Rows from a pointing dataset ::
*****

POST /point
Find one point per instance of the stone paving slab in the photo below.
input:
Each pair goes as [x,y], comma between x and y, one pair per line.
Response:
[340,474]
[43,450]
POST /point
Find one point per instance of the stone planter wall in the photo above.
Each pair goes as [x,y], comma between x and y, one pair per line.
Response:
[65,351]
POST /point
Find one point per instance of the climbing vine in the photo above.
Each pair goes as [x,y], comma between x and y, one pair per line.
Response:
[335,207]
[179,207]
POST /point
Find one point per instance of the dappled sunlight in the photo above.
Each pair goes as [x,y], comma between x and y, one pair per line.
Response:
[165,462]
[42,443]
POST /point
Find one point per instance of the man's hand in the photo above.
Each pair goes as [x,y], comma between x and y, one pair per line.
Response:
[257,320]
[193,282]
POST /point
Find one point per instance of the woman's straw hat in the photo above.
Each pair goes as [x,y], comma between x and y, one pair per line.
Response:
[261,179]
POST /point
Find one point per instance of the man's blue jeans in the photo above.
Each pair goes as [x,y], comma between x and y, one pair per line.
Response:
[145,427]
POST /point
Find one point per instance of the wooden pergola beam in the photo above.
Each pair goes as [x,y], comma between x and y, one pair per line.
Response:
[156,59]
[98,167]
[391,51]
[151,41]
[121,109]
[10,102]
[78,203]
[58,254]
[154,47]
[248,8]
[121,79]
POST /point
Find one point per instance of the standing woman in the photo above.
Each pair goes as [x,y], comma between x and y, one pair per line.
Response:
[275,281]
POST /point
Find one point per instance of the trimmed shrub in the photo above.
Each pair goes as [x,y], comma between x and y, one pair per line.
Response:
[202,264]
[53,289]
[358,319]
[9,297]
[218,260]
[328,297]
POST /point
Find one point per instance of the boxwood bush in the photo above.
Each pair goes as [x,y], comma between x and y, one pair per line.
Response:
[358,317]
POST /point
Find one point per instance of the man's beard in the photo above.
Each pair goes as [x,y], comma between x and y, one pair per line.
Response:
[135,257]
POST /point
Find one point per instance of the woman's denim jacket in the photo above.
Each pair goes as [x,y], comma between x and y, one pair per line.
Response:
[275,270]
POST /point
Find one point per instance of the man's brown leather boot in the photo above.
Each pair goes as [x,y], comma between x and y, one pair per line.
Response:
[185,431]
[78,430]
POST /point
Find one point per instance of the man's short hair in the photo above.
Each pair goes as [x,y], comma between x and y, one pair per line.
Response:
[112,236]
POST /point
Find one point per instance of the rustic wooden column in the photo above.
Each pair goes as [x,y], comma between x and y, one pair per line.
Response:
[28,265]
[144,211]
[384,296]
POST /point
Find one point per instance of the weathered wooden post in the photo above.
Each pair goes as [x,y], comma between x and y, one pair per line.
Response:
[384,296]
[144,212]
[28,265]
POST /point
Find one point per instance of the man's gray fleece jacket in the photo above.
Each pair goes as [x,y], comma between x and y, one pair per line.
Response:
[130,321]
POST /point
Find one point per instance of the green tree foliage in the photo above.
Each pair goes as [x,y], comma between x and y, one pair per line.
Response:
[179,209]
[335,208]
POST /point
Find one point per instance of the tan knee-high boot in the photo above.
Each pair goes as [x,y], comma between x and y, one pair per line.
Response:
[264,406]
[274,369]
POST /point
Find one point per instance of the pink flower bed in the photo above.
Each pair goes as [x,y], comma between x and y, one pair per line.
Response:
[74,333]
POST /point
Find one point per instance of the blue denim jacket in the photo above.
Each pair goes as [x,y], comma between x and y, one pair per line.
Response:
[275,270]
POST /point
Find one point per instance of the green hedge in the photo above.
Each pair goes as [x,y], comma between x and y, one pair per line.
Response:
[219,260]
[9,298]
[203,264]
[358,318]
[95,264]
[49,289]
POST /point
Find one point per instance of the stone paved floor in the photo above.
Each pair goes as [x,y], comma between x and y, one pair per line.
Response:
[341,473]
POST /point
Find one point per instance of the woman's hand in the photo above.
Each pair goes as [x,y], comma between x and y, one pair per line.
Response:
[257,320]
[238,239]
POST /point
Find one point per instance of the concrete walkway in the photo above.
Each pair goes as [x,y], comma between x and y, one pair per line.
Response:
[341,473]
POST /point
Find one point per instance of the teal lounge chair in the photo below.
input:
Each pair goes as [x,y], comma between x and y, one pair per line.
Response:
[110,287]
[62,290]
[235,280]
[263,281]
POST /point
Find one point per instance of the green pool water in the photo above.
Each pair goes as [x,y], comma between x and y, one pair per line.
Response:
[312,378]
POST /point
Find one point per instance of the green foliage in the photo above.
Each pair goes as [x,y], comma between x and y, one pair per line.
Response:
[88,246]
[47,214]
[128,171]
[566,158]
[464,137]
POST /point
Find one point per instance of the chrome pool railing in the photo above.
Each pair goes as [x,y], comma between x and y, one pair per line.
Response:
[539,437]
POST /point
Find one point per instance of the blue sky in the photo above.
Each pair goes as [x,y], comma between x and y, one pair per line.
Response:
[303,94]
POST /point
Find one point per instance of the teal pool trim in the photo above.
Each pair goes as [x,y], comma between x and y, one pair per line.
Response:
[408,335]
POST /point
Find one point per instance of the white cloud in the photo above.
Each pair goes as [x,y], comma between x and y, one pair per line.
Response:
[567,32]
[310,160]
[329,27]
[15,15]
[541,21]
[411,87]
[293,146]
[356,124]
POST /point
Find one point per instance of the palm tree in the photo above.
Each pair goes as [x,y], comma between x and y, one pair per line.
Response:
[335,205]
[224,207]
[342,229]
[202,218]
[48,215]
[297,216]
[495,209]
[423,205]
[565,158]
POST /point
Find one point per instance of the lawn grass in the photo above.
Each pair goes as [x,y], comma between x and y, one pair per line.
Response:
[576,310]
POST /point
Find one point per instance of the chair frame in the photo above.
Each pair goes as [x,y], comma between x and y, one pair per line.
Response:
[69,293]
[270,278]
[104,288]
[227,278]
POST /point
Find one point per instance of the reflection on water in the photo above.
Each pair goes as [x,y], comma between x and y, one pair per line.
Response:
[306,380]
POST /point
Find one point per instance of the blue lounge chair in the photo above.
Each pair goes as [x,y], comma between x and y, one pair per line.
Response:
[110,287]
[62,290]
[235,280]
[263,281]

*****

GIVEN REQUEST :: Exactly as they are written, print the entries again.

COMPLETE RESPONSE ::
POST /point
Find one point per instance of the stone paving slab in the photo below.
input:
Each pair goes as [x,y], comma between x and y, one pair per line.
Response:
[340,474]
[43,450]
POST /point
Find one point per instance of the stone planter wall in the photo above.
Each pair goes as [x,y], comma between x and y, one pair per line.
Response:
[65,351]
POST /point
Find one point per instance of the climbing vine in the photo above.
Each pair goes as [x,y], comma between x and y, one pair per line.
Response:
[335,207]
[179,207]
POST /point
Find one point per instance of the dappled sunlight in the photo above.
Each pair goes as [x,y], comma between x and y, one pair per line.
Response:
[165,462]
[42,443]
POST /point
Find one point per instance of the man's hand in the photo above.
Each pair goes as [x,y], comma between x and y, one pair per line.
Response:
[257,320]
[193,282]
POST /point
Find one point per instance of the woman's straw hat in the photo above.
Each pair goes as [x,y], comma between x and y, one pair per line.
Response:
[261,179]
POST /point
Find one point per instance of the man's blue jeans in the photo above.
Each pair goes as [x,y], comma between x and y, one pair per line.
Response:
[145,427]
POST /point
Find one point per instance of the wooden pergola beam in the photo above.
Each pair goes as [x,y], comma between x and y, one pair per line.
Response:
[156,59]
[98,167]
[391,51]
[151,41]
[121,109]
[10,102]
[78,203]
[58,254]
[154,47]
[248,8]
[121,79]
POST /point
Find one point per instance of the standing woman in the photo above.
Each pair goes as [x,y], comma between x and y, one pair per line.
Response:
[275,281]
POST /point
Find one point per instance of the trimmed shrub in the photo above.
Each pair goes as [x,y], comma between x and y, one pair per line.
Response:
[202,264]
[53,289]
[358,319]
[9,297]
[218,260]
[328,297]
POST /point
Find one point per instance of the boxwood bush in the photo above.
Each pair goes as [x,y], comma between x and y, one pair per line.
Response:
[358,317]
POST /point
Find one point per instance of the man's beard in the photo above.
Each pair goes as [x,y], comma between x and y, one pair per line.
Response:
[135,257]
POST /point
Find one point per instance of the woman's denim jacket in the photo above.
Each pair goes as [x,y], comma between x and y, one pair per line.
Response:
[275,270]
POST /point
Find one point per instance of the man's brown leather boot in the photo above.
Each pair goes as [x,y], comma between x and y, one pair per line.
Response:
[185,431]
[78,430]
POST /point
Find one point per instance of the man's short hair in the photo above.
Each pair goes as [x,y], comma between x and y, one pair per line.
Response:
[112,236]
POST /point
Find one point per instance of the rustic wooden column in the photo above.
Each pair goes as [x,y], comma between x and y, one pair per line.
Response:
[28,265]
[144,211]
[384,296]
POST /point
Find one point per instance of the weathered wooden post in the photo above.
Each pair goes as [x,y], comma between x and y, one pair per line.
Response:
[384,296]
[144,212]
[28,265]
POST /point
Find one point per instance of the man's gray fleece jacket in the photo above.
Each pair goes as [x,y], comma between x and y, one pair per line.
Response:
[130,321]
POST /point
Find one point per instance of the green tree foliage in the photo above.
Each pair goes as [x,y], comma between x and y, one pair per line.
Response:
[179,209]
[335,208]
POST /point
Find one point per instance of the tan knee-high boot in the photo above.
Each pair goes as [x,y], comma between x and y, one pair per line.
Response:
[264,406]
[274,369]
POST /point
Find one point per instance of the pink flower bed in the photo above.
Each pair goes as [x,y], comma between x and y, one pair per line.
Response:
[74,333]
POST /point
Find one point per instance of the blue denim jacket in the photo above.
Each pair goes as [x,y], comma between x and y, one pair per line.
Response:
[275,270]
POST /point
Find one point per instance of the green hedge in the photo above.
Each pair goes as [x,y], comma between x and y, one pair per line.
Response:
[219,260]
[9,298]
[203,264]
[358,318]
[95,264]
[49,289]
POST /point
Find one point per instance of the stone paved floor in the photo above.
Each pair goes as [x,y], comma between x and y, one pair per line.
Response:
[341,473]
POST /point
Find one point per instance of the woman's hand in the photo above.
Each pair goes as [x,y], comma between x and y, one pair per line.
Response:
[257,320]
[238,239]
POST /point
Find one point per instance of the concrete walkway in the photo above.
Each pair goes as [x,y], comma between x and y, one pair per line.
Response:
[341,473]
POST /point
Find one point per instance of the teal lounge chair in the photo below.
input:
Each pair goes as [x,y], comma between x and y, one pair per line.
Response:
[110,287]
[62,290]
[235,280]
[263,281]
POST /point
Find one point per instance of the green pool water in the photo above.
Each pair goes as [x,y], comma between x and y, one pair per line.
Response:
[312,378]
POST /point
Find one point per instance of the green foliage in the photo above.
Each pair goes as [x,y], comma between x and y, one pair per line.
Response:
[88,246]
[47,214]
[128,171]
[566,158]
[464,137]
POST /point
Find one point per instance of the chrome pool railing in the photo above.
Each pair goes as [x,y], comma between x and y, one pair per line.
Response:
[539,437]
POST /point
Find one point per instance of the blue sky in the photo above.
Each pair goes as [x,y], comma between x and y, one pair per line.
Response:
[303,94]
POST /point
Find one point per instance of the teal pool trim in the photo above.
Each pair goes as [x,y], comma between x and y, one pair per line.
Response:
[408,335]
POST /point
Find one point per instance of the white cloud in the photo above.
Each pair goes as [x,y], comma between x and y, one pair per line.
Response:
[567,32]
[310,160]
[329,27]
[15,15]
[541,21]
[411,87]
[293,146]
[356,124]
POST /point
Find one point per instance of the palm tree in the photo above.
Each pair goes as [x,y], comma between x and y, one pair per line.
Response:
[335,205]
[224,207]
[342,229]
[202,218]
[48,215]
[297,216]
[495,209]
[423,205]
[565,158]
POST /point
Find one point per instance of the lawn grass in the photo above.
Each pair goes as [x,y], comma between x and y, one pair per line.
Response:
[576,310]
POST /point
Find one point per instance of the chair frame in the photo above.
Each pair goes as [x,y], comma between x and y, one pair per line.
Response:
[69,293]
[270,278]
[104,288]
[227,278]
POST /point
Find one point per instance of the reflection on water in the photo above.
Each pair goes as [x,y], comma between x and y, one pair per line.
Response:
[306,380]
POST /point
Find one point per instance of the blue lounge chair in the photo above.
Each pair goes as [x,y], comma between x and y, one pair per line.
Response:
[110,287]
[62,290]
[235,280]
[263,281]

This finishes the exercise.